Top of STUDY TEXT

Here, I have attempted to focus on the two branches of this Science and Technology section and the major innovations of 2010. Firstly, the iPad is at the forefront of technological consumerism. It is a product that you will have seen, heard about and can affect your life on a day to day basis. Secondly, the creation of the first synthetic self-replicating bacterial cell is at the forefront of scientific research. Although it will not affect us even in the foreseeable future, its effects, scientific and ethical in nature, provide the next challenge and potential for progress for our way of life.
I probably don’t need to tell you this, but the iPad made its debut in April 2010 to a mixture of hype, happiness and a few jokes. The fans of Apple and those who long awaited its release were happy to join long queues to get their hands on one. On release there were certain features that the iPad should have had and these were flagged up by many a gadget magazine. Specifically, a widescreen feature and a USB port. Also lacking, was a multitasking facility, so that multiple applications could run at the same time. But this feature was introduced in a downloadable update to the operating system later in the year.

Bottom of STUDY TEXT
Top of THE DATA

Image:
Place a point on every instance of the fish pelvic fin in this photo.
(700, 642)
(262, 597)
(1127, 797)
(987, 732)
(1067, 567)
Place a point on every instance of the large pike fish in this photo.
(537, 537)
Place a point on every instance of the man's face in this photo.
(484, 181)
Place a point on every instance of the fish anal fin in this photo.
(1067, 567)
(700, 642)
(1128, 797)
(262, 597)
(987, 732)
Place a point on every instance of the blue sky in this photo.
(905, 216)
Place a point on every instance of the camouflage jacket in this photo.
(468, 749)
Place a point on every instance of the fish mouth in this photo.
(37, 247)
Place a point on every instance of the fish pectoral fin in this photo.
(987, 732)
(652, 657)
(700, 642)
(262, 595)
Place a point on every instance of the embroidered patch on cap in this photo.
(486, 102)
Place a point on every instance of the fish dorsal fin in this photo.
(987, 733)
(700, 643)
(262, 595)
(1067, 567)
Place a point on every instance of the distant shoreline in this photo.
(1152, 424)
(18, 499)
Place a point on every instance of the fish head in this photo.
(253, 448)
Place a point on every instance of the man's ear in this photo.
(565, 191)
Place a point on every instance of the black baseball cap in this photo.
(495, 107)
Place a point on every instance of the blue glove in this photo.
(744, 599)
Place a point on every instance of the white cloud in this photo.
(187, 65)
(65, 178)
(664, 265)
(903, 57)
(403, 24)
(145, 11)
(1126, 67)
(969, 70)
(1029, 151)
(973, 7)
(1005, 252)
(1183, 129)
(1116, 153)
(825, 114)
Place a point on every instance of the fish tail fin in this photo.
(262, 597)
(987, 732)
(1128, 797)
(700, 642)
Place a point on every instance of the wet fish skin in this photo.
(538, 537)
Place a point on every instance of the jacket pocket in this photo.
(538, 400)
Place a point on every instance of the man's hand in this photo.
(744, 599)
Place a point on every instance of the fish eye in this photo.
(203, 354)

Bottom of THE DATA

§ **WORK REQUEST A**
In the article on 2010 innovations, which feature missing from the iPad at release was later added through a downloadable update to the operating system?
§ **WORK REQUEST B**
From the article on 2010 innovations, extract the passage starting with "Here, I have" and going on through "way of life.".

§ **REPLY A**
A multitasking facility, so that multiple applications could run at the same time.

§ **REPLY B**
Here, I have attempted to focus on the two branches of this Science and Technology section and the major innovations of 2010. Firstly, the iPad is at the forefront of technological consumerism. It is a product that you will have seen, heard about and can affect your life on a day to day basis. Secondly, the creation of the first synthetic self-replicating bacterial cell is at the forefront of scientific research. Although it will not affect us even in the foreseeable future, its effects, scientific and ethical in nature, provide the next challenge and potential for progress for our way of life.